### SOURCE TEXT
It's Monday afternoon, time to take a look at the brand new articles in PLoS Medicine and PLoS Biology:
Have you ever had that gut reaction to your surroundings, some physical sensation that something isn't quite right? Maybe a squirmy, uneasy feeling in your stomach or an acrid taste on your tongue that makes you want to leave the scene? When the nematode C. elegans encounters an offensive sensation--whether a pungent, potentially dangerous odor (such as those associated with fungal parasites), extreme temperature, or the poking probe of a researcher--it wastes no time in making a hasty retreat. Researchers have elucidated the mechanisms of avoidance in these tiny worms to remarkable molecular and cellular detail (a much clearer picture than the often mysterious avoidance behaviors of humans).
In a new study, Stacey L. Edwards, Kenneth G. Miller, and colleagues expand the level of our understanding by describing a striking new behavior and mechanism of sensory detection for these microscopic animals. They demonstrate that short-wavelength light, such as blue-violet and ultraviolet (UV), is a potent avoidance cue, stimulating a robust acceleration of locomotion when the tail or body is illuminated, while head illumination drives reversal locomotion. After identifying and characterizing this new behavior, Edwards et al. used classic forward genetics (whereby animals are mutagenized and screened for defective phenotypes) to identify mutants that are unresponsive to UV light. Surprisingly, the mutations mapped to a gene that encodes a protein unrelated to any of the known phototransduction systems in nature. The authors named this new protein LITE-1 and showed that it functions as a UV light receptor. Interestingly, LITE-1 is related to the large family of insect Gustatory receptors that mediate taste responses. The closest homology is to that of fly Gustatory receptors, which detect water-soluble sugars and carbon dioxide.

Dataset records:
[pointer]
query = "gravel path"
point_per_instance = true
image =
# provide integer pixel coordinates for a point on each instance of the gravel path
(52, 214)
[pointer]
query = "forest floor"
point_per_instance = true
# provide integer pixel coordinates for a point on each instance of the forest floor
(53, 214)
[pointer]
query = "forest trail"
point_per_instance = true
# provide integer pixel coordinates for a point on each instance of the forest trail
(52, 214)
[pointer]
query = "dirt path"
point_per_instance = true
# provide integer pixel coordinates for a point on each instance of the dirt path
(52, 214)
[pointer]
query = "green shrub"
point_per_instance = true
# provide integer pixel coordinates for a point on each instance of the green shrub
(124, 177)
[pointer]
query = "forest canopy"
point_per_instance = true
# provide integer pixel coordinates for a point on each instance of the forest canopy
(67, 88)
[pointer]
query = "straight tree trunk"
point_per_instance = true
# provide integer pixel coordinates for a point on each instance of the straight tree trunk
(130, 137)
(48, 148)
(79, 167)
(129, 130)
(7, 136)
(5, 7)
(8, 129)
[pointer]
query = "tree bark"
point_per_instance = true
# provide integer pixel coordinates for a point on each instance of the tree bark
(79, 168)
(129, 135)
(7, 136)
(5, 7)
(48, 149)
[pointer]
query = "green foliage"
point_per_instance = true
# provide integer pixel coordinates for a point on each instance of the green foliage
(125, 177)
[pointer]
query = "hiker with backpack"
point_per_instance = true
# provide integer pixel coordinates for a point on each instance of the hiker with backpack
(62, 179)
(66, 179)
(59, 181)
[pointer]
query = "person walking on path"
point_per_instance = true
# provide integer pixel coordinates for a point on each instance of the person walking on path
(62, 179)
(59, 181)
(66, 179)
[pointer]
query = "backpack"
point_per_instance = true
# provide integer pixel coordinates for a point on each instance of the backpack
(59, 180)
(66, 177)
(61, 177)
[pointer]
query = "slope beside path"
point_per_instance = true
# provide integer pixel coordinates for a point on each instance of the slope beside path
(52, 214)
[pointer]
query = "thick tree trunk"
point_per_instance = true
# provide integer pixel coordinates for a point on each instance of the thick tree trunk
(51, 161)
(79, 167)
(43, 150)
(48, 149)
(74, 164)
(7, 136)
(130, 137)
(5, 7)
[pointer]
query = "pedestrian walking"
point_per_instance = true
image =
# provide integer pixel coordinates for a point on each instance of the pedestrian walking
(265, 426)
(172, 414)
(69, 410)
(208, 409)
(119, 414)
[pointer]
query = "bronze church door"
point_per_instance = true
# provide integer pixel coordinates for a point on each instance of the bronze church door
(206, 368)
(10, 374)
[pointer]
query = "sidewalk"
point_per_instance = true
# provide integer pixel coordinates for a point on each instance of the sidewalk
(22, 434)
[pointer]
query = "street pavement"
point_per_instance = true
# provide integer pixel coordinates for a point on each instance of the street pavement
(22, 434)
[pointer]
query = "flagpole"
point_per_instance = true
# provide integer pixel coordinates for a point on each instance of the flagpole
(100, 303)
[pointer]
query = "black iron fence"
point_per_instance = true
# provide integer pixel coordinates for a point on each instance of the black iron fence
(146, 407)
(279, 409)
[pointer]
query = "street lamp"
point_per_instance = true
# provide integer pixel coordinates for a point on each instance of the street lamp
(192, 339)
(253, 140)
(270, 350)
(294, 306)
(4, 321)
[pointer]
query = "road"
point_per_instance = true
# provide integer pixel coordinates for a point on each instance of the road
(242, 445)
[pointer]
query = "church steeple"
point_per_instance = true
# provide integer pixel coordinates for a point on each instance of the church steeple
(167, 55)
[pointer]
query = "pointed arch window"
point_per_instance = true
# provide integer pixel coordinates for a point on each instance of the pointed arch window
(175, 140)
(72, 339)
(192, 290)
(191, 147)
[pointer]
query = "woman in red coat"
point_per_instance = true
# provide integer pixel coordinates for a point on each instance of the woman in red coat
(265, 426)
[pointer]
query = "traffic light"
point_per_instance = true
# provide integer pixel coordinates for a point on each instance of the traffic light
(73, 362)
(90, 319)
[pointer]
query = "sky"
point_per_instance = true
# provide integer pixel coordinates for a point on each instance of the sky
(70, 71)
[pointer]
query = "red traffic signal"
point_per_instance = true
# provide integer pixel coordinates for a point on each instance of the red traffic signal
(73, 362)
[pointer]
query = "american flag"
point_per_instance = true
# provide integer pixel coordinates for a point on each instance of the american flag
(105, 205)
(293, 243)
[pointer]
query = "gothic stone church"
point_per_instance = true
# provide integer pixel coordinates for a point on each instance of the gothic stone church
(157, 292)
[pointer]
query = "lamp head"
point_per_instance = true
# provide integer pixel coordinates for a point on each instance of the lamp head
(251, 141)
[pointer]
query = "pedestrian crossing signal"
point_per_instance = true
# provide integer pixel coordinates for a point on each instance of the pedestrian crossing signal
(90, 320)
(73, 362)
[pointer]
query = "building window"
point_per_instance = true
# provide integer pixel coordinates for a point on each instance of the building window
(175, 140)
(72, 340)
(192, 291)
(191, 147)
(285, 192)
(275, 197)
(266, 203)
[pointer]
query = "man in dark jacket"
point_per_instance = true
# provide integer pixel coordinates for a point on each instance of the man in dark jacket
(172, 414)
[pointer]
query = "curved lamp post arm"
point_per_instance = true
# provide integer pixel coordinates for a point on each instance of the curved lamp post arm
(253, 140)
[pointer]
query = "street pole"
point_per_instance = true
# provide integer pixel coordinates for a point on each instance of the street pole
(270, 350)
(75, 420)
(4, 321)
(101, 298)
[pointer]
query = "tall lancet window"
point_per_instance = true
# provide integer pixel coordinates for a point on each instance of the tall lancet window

### YOUR INSTRUCTIONS
In the text on C. elegans avoidance behavior, write out the passage from "It's Monday afternoon, time" up to and including "behaviors of humans).", word for word.

### TASK RESULT
It's Monday afternoon, time to take a look at the brand new articles in PLoS Medicine and PLoS Biology:
Have you ever had that gut reaction to your surroundings, some physical sensation that something isn't quite right? Maybe a squirmy, uneasy feeling in your stomach or an acrid taste on your tongue that makes you want to leave the scene? When the nematode C. elegans encounters an offensive sensation--whether a pungent, potentially dangerous odor (such as those associated with fungal parasites), extreme temperature, or the poking probe of a researcher--it wastes no time in making a hasty retreat. Researchers have elucidated the mechanisms of avoidance in these tiny worms to remarkable molecular and cellular detail (a much clearer picture than the often mysterious avoidance behaviors of humans).